• Exercise materials
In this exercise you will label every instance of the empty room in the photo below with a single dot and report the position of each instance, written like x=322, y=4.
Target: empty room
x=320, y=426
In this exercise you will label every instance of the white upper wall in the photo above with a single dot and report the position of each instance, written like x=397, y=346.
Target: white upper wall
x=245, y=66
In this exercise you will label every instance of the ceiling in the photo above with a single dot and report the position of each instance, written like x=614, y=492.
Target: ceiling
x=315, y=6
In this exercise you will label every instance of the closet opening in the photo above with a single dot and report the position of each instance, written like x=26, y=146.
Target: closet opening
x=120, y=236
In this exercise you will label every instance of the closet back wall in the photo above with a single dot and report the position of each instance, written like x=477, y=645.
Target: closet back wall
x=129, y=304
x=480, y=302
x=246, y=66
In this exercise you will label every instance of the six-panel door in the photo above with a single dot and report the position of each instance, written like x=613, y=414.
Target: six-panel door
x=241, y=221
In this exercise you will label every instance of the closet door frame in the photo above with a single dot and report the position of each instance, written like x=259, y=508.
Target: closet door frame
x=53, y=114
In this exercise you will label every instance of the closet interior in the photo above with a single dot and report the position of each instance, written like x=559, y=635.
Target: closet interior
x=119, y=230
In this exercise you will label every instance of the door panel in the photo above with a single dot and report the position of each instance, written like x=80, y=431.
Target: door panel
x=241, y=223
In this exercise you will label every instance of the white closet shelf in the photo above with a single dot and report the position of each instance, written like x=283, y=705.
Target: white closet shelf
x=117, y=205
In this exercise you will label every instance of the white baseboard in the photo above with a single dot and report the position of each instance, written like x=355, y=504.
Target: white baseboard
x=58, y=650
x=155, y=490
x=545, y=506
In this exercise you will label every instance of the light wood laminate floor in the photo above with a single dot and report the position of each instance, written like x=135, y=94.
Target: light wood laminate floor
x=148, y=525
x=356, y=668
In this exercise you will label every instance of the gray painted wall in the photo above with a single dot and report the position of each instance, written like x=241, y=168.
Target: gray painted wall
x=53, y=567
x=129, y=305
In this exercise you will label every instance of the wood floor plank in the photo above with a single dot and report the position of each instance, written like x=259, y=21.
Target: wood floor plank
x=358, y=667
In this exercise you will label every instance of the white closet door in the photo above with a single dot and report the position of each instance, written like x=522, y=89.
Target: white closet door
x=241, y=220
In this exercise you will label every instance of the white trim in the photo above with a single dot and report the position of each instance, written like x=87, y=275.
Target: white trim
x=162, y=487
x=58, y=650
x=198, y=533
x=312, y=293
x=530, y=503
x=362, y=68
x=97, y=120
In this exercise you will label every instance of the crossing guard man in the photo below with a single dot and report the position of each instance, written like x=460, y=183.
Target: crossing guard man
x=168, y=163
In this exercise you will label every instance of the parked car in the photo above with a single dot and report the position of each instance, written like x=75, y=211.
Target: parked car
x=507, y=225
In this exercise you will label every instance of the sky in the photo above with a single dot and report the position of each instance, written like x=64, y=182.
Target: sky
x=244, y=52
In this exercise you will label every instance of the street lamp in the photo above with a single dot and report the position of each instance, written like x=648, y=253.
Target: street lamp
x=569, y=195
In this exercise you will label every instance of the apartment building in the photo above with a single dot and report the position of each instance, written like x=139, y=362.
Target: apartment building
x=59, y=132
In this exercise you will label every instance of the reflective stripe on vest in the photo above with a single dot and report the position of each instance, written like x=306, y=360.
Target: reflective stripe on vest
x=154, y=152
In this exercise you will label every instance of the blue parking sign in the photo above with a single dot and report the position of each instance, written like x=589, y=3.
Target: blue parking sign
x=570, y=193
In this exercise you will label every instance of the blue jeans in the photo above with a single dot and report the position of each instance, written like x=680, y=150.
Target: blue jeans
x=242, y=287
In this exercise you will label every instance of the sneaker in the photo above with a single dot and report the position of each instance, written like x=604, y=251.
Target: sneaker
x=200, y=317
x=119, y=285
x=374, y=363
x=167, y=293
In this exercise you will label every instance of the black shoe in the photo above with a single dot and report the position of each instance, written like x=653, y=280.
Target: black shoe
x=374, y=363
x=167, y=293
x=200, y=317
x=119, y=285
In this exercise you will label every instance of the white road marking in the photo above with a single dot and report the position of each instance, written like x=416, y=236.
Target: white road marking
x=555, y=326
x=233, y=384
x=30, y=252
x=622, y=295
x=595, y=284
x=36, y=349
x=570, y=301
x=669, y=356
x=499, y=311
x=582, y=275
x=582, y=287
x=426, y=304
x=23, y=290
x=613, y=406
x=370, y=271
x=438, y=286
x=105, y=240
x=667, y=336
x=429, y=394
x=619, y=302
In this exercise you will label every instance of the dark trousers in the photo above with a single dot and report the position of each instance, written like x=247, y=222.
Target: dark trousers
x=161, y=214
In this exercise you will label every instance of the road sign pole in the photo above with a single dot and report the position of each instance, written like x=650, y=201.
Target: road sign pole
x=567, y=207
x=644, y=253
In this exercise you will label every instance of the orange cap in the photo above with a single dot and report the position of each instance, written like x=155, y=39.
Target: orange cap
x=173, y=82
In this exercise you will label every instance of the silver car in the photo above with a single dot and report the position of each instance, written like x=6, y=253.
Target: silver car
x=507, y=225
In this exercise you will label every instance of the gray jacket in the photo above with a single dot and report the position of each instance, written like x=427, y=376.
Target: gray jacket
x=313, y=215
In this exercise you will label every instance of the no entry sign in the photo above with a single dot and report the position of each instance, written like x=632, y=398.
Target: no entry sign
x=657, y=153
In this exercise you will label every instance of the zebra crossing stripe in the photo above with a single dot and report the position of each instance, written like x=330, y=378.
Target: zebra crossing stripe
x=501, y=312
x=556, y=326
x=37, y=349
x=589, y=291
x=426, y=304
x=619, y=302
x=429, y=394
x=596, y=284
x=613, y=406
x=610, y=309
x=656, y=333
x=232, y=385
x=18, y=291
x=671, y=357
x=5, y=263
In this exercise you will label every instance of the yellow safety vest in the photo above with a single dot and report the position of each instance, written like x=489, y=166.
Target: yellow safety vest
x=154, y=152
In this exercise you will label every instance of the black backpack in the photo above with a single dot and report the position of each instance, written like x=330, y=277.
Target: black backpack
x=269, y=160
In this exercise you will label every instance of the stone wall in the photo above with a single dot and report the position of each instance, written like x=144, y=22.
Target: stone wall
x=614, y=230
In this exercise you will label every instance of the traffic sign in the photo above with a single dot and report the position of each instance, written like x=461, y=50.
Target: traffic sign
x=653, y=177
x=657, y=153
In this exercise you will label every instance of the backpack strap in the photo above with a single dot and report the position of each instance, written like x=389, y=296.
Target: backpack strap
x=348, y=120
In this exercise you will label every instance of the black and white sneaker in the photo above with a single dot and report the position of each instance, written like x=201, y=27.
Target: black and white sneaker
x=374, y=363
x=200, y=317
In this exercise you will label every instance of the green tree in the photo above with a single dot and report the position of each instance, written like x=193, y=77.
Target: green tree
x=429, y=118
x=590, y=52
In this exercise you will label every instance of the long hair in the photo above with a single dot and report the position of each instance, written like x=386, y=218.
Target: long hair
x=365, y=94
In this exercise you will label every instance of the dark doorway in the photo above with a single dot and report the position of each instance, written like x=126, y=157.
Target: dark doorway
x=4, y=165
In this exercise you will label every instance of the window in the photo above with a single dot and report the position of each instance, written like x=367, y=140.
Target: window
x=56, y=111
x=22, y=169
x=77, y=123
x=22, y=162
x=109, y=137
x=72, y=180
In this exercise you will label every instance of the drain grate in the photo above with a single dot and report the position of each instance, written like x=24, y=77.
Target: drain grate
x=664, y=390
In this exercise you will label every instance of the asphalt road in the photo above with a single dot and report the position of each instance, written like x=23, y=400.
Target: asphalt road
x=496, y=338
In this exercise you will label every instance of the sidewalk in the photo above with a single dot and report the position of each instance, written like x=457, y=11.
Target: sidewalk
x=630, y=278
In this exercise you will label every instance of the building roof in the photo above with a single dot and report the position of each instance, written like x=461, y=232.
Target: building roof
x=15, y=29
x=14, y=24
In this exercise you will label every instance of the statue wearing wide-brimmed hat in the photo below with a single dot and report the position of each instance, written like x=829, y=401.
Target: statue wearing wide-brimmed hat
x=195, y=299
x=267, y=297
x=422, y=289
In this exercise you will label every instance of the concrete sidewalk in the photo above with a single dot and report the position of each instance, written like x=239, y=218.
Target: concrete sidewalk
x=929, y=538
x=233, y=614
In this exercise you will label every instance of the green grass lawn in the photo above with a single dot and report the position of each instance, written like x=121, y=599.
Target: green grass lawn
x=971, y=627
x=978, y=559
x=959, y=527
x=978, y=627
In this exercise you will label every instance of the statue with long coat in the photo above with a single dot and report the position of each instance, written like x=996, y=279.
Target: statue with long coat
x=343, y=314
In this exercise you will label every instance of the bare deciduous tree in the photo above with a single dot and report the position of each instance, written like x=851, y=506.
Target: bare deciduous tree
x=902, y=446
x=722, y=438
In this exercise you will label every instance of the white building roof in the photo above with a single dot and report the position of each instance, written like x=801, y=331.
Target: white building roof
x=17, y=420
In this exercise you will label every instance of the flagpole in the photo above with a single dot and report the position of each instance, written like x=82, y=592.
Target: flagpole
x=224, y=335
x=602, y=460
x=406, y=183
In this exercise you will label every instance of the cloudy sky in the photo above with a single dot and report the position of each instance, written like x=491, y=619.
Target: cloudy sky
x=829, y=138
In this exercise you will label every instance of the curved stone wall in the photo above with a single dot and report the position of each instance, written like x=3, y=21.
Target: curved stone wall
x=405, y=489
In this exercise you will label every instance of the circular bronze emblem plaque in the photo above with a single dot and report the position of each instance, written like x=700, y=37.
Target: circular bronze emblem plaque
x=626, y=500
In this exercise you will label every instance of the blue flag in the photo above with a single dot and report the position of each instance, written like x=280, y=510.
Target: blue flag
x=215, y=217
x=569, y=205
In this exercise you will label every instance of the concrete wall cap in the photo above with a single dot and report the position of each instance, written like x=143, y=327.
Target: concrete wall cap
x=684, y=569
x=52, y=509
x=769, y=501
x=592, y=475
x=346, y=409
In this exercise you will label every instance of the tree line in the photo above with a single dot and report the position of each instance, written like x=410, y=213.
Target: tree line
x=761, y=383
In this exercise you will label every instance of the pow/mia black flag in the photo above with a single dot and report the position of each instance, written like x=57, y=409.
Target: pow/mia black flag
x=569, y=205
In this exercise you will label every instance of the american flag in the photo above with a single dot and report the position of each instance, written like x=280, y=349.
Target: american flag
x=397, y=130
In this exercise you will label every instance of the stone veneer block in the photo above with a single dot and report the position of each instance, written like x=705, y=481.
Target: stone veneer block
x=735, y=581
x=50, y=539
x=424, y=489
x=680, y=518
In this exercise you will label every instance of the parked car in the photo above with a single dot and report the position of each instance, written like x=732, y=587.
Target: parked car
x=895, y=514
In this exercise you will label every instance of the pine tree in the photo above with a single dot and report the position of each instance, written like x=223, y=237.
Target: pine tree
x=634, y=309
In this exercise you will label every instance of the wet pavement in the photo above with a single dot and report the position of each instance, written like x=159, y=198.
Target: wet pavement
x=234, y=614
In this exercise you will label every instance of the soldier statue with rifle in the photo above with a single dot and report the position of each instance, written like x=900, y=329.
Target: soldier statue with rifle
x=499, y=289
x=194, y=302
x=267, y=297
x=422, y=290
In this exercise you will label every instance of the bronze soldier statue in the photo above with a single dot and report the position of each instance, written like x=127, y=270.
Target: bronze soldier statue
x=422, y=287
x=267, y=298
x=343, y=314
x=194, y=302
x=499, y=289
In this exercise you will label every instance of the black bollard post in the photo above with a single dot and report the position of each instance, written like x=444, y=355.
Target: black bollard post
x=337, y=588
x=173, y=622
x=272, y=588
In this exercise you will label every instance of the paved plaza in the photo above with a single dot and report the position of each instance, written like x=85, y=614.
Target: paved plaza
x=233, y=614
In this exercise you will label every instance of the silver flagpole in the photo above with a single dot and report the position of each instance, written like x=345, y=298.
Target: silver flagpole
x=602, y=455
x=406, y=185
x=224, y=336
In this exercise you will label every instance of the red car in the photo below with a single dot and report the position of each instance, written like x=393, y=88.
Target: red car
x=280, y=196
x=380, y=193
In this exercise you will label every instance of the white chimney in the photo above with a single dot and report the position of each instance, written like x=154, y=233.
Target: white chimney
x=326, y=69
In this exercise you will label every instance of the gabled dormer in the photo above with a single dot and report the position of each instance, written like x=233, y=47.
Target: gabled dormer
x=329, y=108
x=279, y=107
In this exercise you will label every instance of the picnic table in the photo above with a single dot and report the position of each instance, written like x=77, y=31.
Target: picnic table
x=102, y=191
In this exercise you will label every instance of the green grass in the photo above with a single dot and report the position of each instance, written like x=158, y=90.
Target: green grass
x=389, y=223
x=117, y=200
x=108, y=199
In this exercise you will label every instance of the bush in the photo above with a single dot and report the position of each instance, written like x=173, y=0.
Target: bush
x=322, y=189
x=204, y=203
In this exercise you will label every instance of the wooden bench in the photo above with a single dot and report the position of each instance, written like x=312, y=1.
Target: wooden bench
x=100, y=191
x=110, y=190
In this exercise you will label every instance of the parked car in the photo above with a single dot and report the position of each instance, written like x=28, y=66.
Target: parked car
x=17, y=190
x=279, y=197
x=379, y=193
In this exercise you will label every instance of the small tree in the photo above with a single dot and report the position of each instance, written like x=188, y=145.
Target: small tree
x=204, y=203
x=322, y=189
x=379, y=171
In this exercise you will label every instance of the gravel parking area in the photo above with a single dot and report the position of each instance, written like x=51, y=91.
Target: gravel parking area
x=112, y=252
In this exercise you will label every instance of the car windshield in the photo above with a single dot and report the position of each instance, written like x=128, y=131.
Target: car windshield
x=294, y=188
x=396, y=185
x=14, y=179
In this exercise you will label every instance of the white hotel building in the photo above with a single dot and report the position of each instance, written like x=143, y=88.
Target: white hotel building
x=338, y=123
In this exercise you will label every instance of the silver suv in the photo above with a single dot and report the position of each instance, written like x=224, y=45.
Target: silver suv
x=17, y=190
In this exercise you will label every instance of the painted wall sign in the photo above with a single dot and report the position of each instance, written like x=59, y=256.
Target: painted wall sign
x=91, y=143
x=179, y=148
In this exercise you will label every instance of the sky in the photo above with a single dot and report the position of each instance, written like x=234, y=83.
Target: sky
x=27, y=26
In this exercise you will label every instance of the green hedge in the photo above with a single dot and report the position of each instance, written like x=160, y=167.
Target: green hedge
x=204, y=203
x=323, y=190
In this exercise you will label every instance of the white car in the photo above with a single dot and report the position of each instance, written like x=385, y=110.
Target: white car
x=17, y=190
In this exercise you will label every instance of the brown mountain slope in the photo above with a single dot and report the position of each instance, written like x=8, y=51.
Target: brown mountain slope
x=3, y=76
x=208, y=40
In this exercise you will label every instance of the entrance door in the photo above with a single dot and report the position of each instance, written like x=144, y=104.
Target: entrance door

• Exercise task
Please render the material above as a JSON list of strings, starting at the line that contains "In this exercise you will label every instance of the red" and ending at the line that contains "x=326, y=69", with one string per line and blank lines left out.

• Output below
[
  "In this exercise you will label every instance of the red car in the photo below with a single dot and report the position of each instance, written like x=393, y=88.",
  "Target: red car",
  "x=280, y=196",
  "x=380, y=193",
  "In this exercise you will label every instance of the white chimney in the photo above with a single dot and report the position of each instance, written like x=154, y=233.",
  "Target: white chimney",
  "x=326, y=69"
]